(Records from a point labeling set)

--- begin ---

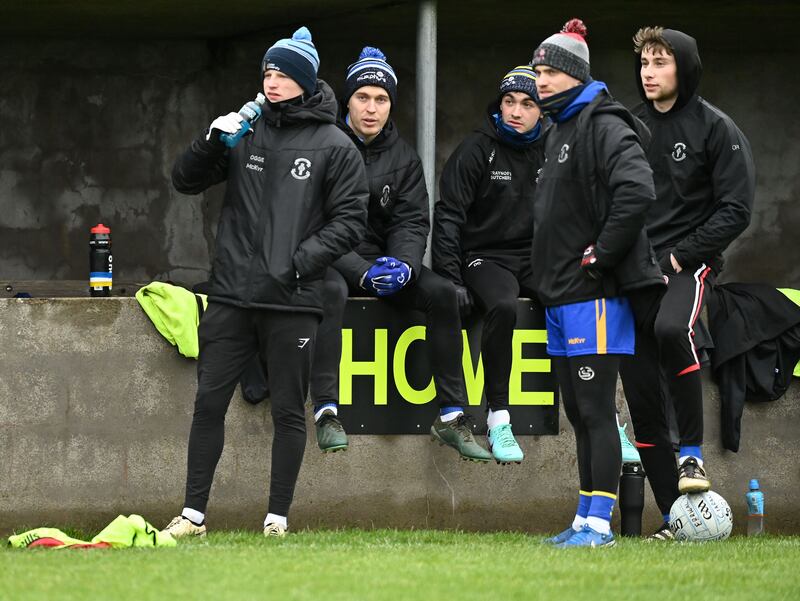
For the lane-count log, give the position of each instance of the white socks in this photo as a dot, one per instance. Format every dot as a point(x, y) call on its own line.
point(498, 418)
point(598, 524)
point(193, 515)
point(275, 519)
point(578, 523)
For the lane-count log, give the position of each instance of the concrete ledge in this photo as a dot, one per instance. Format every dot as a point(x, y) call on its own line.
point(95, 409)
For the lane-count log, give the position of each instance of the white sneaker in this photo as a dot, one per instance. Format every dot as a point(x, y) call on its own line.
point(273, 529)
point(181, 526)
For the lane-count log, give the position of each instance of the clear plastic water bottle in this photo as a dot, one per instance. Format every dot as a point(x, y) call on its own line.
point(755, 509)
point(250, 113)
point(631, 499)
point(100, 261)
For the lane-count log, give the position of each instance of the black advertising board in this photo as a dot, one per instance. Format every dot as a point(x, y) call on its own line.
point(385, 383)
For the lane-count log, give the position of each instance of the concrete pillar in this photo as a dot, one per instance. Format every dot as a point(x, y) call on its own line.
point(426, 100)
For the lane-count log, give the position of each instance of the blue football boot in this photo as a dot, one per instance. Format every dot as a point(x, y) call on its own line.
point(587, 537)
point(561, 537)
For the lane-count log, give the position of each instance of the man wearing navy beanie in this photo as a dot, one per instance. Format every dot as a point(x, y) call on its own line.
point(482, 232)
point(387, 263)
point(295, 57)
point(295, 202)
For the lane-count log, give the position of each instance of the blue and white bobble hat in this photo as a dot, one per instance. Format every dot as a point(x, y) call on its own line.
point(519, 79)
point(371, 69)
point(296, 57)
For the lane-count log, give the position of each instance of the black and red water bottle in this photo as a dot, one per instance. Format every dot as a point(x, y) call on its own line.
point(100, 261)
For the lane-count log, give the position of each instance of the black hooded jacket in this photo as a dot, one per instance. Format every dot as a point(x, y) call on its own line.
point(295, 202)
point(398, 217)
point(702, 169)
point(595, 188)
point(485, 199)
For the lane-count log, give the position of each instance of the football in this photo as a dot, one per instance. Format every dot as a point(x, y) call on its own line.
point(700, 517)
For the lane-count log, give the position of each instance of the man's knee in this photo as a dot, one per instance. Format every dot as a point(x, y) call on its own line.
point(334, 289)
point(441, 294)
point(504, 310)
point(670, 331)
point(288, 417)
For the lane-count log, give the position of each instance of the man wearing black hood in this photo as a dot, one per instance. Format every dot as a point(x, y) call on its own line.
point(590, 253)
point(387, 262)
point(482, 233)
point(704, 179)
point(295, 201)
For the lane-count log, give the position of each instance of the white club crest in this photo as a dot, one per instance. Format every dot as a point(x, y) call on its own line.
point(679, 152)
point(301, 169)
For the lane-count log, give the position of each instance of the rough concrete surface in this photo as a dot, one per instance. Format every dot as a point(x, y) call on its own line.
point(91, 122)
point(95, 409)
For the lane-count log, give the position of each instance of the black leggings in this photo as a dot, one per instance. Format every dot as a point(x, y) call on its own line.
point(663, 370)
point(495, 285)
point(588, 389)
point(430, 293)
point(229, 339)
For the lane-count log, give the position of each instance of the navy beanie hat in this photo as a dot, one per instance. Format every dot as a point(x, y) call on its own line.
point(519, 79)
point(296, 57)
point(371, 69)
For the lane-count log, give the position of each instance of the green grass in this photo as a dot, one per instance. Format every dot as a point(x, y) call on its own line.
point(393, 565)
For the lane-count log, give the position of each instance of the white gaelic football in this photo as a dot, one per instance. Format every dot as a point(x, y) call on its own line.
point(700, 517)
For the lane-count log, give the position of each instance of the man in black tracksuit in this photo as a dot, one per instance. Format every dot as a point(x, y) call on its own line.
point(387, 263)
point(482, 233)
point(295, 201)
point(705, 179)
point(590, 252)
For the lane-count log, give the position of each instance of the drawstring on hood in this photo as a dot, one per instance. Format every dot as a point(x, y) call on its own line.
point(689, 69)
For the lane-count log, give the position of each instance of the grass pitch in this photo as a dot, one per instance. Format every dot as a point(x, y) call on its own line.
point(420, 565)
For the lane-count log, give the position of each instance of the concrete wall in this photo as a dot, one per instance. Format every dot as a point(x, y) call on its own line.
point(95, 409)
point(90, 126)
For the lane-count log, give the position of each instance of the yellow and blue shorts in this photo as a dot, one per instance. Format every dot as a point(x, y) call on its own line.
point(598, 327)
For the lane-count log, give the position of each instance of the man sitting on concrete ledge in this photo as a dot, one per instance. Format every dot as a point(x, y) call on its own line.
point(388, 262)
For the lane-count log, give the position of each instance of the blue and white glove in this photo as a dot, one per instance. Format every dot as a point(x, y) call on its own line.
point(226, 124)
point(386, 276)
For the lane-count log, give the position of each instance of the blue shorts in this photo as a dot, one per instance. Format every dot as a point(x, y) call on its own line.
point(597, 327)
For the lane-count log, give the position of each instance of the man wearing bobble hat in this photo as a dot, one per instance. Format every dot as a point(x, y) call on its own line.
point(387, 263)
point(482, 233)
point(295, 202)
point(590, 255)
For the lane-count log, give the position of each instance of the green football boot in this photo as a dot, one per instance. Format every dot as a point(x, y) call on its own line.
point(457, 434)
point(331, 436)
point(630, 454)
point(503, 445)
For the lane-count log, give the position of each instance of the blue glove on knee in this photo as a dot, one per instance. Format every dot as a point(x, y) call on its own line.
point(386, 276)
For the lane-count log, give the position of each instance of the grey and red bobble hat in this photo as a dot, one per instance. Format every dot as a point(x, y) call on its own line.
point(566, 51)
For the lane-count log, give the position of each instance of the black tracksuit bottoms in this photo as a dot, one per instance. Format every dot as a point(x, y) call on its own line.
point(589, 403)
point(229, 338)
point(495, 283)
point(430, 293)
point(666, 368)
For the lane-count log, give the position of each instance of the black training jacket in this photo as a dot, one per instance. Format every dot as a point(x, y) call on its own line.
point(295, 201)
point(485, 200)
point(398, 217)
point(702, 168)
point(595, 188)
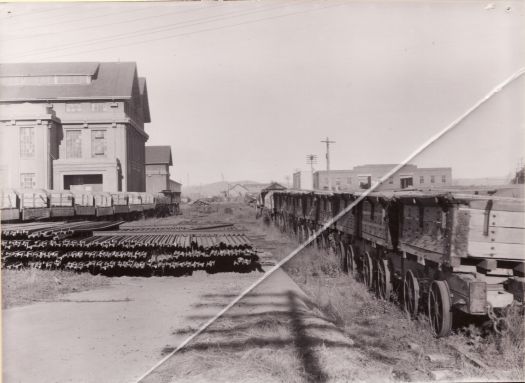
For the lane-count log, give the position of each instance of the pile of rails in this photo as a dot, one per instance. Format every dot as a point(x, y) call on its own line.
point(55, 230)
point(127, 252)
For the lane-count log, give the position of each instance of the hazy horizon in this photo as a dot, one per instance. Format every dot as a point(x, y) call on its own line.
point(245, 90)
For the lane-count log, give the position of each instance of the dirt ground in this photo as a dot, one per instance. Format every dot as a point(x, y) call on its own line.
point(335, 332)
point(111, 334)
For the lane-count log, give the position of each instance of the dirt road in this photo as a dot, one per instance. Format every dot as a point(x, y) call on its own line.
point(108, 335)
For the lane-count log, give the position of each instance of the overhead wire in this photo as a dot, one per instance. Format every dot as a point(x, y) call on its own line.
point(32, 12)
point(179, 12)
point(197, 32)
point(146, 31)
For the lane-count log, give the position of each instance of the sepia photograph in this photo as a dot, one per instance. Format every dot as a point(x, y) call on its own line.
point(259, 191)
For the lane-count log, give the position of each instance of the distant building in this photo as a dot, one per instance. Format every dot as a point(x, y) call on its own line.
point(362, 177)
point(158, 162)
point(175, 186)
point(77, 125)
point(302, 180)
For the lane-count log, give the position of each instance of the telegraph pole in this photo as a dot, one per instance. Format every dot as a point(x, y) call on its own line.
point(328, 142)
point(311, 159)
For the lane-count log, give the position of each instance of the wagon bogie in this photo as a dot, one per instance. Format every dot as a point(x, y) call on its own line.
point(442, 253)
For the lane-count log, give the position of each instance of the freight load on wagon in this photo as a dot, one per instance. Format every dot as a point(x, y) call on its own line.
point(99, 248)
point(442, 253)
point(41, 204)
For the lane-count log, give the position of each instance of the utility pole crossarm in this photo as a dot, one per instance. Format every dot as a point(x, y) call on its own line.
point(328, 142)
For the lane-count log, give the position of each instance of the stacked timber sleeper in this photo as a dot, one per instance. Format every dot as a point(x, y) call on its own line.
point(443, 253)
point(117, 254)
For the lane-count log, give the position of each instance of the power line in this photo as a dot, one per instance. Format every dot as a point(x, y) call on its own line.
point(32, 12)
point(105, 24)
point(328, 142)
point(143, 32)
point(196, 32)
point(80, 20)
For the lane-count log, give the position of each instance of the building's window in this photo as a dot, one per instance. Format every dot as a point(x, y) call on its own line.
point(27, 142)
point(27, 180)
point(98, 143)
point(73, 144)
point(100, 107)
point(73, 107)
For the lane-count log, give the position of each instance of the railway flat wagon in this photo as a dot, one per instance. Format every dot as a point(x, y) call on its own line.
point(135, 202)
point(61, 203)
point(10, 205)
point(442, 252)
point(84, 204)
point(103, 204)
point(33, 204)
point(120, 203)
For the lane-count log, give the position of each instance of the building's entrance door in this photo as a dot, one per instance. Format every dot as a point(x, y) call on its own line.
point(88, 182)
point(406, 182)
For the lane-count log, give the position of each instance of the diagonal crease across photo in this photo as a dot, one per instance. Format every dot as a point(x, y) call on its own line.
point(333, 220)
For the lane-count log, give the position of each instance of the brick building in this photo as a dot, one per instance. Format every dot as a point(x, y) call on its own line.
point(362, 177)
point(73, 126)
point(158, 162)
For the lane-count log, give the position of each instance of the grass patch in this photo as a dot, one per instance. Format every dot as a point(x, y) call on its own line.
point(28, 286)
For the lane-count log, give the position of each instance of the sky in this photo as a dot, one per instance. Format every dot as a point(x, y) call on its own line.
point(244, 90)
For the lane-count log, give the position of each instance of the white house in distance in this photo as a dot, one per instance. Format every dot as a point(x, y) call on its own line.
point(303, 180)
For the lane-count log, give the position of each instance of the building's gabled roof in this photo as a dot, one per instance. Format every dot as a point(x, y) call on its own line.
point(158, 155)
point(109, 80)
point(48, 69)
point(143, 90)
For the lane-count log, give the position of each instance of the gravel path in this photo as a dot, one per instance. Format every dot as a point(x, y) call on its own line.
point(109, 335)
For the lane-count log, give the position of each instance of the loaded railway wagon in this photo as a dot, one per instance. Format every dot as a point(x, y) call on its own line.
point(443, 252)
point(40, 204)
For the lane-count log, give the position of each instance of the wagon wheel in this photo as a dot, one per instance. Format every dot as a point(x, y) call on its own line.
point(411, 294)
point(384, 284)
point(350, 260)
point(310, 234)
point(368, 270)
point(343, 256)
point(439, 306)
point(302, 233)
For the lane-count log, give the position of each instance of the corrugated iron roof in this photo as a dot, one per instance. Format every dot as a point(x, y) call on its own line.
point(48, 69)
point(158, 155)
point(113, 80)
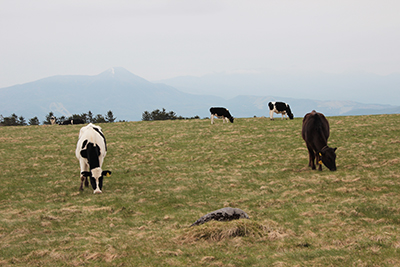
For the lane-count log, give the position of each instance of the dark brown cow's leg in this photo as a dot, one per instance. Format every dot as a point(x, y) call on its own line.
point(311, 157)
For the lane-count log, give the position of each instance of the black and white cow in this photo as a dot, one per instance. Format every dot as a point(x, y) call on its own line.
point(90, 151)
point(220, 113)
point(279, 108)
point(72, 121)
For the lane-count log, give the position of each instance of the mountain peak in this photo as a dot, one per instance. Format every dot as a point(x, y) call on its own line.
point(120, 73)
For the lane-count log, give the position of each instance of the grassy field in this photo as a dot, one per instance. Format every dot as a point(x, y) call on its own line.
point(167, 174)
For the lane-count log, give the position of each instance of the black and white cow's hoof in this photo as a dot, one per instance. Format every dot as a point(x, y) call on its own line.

--- end ---

* **YOUR GOAL**: Update the listing from its start through the line with "point(578, 523)" so that "gray socks" replaces "white socks", and keep everything else the same. Leave the pictures out of your answer.

* **RESULT**:
For the lane-count log, give the position of each instance of the gray socks in this photo as a dot, one per instance. Format every dot as a point(x, y) call on its own line.
point(498, 418)
point(598, 524)
point(193, 515)
point(275, 519)
point(578, 523)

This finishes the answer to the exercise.